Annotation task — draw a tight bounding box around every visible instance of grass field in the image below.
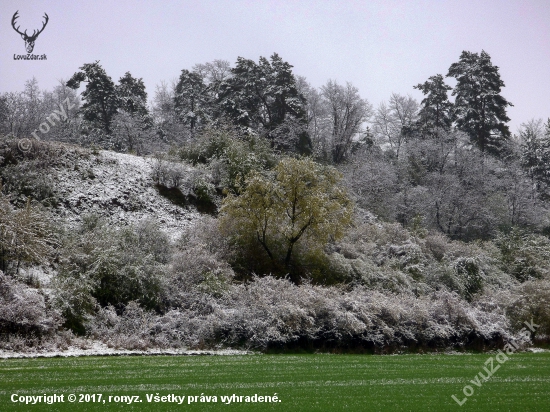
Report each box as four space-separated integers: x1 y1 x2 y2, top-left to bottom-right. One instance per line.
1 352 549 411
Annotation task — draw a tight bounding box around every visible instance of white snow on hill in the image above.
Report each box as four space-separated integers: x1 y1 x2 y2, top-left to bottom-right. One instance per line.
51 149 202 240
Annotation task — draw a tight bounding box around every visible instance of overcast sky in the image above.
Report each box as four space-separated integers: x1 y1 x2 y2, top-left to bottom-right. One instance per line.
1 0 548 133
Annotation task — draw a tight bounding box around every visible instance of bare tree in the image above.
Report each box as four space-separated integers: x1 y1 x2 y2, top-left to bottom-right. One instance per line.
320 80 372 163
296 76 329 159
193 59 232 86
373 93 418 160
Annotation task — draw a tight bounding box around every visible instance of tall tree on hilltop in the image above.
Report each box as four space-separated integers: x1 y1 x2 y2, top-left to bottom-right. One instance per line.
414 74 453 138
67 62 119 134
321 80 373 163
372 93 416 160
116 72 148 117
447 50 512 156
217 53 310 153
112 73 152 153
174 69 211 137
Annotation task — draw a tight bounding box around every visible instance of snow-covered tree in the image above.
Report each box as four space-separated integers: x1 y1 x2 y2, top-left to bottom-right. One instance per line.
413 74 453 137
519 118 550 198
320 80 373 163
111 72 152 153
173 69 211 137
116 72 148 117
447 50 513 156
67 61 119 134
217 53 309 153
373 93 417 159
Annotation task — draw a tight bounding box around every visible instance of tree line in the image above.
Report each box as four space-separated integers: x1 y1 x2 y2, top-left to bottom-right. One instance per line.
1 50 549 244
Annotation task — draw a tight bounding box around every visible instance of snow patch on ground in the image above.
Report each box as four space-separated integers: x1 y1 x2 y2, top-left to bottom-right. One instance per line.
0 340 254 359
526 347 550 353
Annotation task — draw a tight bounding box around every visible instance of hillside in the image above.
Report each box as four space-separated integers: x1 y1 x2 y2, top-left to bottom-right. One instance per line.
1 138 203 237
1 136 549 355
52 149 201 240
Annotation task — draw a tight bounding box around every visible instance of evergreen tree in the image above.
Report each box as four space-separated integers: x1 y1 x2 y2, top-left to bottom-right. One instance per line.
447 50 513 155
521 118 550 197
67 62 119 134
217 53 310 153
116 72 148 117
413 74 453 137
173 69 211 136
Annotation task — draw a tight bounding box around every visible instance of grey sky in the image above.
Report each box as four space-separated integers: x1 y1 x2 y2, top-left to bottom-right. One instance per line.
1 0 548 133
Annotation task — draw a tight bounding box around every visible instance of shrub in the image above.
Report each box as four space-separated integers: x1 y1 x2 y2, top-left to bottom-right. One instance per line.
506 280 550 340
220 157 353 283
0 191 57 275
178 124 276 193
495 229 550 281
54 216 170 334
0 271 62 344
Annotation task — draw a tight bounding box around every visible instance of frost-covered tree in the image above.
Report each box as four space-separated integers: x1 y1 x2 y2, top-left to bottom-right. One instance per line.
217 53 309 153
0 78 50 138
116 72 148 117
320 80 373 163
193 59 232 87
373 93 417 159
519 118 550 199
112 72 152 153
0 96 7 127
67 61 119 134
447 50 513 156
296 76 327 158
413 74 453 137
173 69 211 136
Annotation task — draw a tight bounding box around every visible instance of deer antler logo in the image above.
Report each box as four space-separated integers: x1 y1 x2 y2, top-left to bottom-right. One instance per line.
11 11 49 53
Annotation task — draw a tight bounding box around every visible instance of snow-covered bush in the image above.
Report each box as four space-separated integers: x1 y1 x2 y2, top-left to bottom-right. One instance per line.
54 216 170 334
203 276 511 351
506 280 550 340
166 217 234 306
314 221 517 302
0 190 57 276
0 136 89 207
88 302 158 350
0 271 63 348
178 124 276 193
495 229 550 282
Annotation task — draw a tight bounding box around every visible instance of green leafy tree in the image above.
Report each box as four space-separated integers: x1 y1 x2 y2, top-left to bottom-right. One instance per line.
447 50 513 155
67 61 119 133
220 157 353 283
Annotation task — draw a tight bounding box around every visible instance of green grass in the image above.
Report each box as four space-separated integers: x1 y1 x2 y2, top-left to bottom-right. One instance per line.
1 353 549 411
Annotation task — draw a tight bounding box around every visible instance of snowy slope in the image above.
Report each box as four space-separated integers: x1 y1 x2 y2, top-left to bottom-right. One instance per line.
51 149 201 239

--

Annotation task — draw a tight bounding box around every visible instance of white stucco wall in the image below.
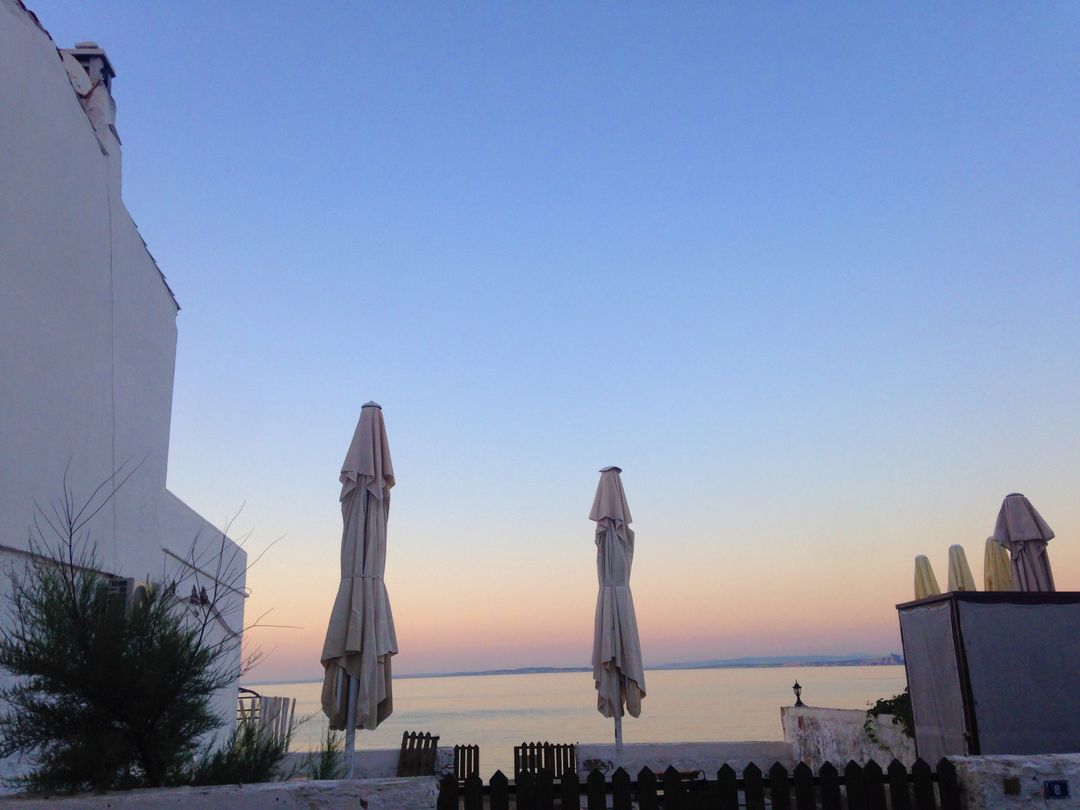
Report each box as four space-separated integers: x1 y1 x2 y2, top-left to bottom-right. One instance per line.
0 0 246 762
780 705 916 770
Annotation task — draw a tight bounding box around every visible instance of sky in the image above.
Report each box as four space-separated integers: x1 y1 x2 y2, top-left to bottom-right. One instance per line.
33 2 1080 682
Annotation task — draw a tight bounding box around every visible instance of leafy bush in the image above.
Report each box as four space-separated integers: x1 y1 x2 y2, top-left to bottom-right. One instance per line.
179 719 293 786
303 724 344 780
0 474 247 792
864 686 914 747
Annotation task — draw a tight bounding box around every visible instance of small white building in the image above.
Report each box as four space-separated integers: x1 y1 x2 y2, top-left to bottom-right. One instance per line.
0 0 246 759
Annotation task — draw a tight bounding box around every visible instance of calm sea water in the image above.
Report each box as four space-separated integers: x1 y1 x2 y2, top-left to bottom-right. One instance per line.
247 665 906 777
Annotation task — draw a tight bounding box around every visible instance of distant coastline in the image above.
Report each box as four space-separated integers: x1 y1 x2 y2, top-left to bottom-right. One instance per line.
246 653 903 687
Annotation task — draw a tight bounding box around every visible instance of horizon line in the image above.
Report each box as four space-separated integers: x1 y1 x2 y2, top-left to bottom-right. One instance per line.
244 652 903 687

==

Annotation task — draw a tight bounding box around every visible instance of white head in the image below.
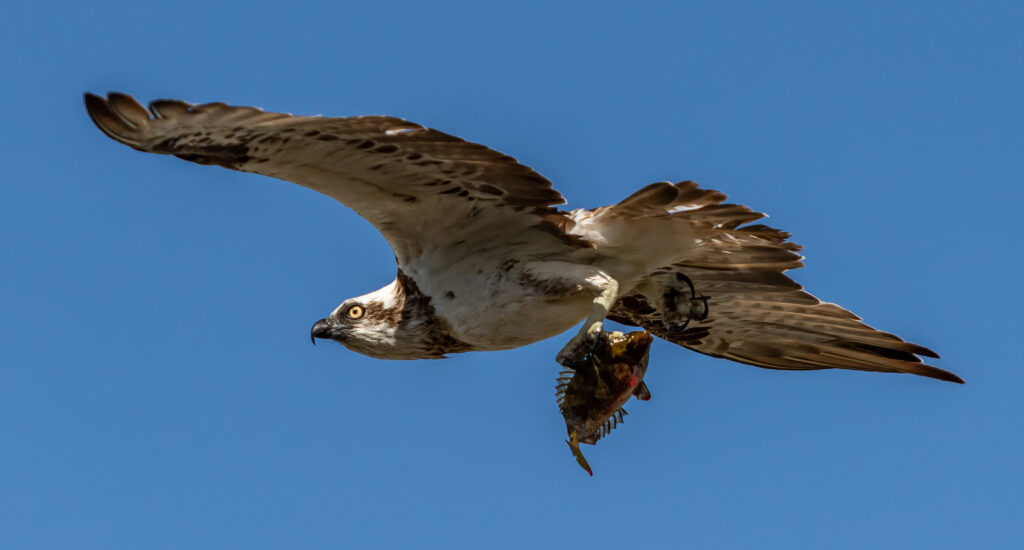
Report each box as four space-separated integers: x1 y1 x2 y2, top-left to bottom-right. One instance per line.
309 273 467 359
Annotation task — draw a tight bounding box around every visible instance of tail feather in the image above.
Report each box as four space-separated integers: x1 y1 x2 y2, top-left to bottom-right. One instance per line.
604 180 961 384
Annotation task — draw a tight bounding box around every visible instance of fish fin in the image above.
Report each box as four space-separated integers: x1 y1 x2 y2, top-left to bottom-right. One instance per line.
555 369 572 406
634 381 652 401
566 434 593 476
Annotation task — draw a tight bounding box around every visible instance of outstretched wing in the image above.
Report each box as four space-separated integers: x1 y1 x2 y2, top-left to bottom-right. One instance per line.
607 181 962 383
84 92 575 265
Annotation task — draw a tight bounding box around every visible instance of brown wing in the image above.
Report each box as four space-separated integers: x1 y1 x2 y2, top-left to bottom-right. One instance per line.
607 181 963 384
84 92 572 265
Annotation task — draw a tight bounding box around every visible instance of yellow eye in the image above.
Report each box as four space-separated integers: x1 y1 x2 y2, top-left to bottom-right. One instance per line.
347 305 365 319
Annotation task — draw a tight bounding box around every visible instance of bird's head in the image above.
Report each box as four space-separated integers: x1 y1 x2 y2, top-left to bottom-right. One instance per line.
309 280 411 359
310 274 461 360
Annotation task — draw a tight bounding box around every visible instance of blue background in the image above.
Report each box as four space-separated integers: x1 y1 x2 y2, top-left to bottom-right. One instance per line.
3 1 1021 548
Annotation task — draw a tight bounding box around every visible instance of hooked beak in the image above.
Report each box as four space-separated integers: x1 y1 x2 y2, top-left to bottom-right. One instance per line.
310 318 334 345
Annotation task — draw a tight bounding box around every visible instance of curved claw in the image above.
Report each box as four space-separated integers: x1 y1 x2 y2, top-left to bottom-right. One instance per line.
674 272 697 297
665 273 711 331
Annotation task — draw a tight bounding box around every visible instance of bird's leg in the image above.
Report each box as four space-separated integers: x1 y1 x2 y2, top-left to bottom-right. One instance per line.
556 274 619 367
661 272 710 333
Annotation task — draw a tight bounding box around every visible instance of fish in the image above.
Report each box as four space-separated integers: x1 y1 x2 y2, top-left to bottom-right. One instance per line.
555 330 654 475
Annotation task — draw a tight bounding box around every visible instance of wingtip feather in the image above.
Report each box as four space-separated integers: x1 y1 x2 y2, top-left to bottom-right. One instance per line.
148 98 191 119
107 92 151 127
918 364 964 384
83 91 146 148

**Problem to work on:** Quote the data above from the line containing "bare tree in the image above." to the line containing "grey sky in the image above.", inclusive, and stop.

**Written answer:**
Annotation task — draw a tight bounding box around every visible instance of bare tree in the image above.
Report each box as four space-separated integers: x1 y1 x2 y2, top-left to bottom-right. One instance per line.
320 80 372 163
296 76 329 159
193 59 232 86
373 93 418 160
Annotation task — draw a tight bounding box around every visible instance of tall tree on hilltop in the image above.
Report each box as four space-separated integers: x1 y1 x2 y2, top-left to bottom-right. One instance per line.
414 74 453 138
67 62 119 134
321 80 373 163
372 93 416 160
116 72 148 117
447 50 512 156
217 53 310 153
112 73 152 153
174 69 211 137
Annotation task — draw a tight bounding box around every visible instance of snow-covered tree in the image above.
Report each box as four space-separated integers: x1 y1 x2 y2, top-left to bottom-right. One instance per line.
413 74 453 137
519 118 550 198
320 80 373 163
111 72 152 153
173 69 211 137
116 72 148 117
447 50 513 156
67 61 119 134
217 53 309 153
373 93 417 159
Annotation task — draw a tight bounding box around every visible instance of tree line in the image above.
Report each box as four space-separated integers: x1 y1 x2 y2, top-left to bottom-right. One instance per line.
1 50 549 244
Annotation task — draw a tight bounding box around every visible instance of snow patch on ground in the image above.
Report each box as four space-separated integers: x1 y1 x2 y2, top-left to bottom-right. One instance per line.
0 340 254 359
526 347 550 353
Annotation task — draw a tight bounding box around every visible instance of hillside in the image above.
Report each box as four space-separated integers: x1 y1 x2 y2, top-left to bottom-right. One instance per line.
1 138 203 237
1 136 549 355
52 149 201 240
Annotation task — draw a tight bounding box around every visible instance of evergreen tree in the image above.
Report each box as four space-separated integers: x1 y1 x2 y2, top-left to bottom-right. One instance per line.
447 50 513 155
521 118 550 197
67 62 119 134
217 53 310 153
116 72 148 117
413 74 453 137
173 69 211 136
Annotation task — draw a tight bounding box around every visible instance of grey sky in the image above.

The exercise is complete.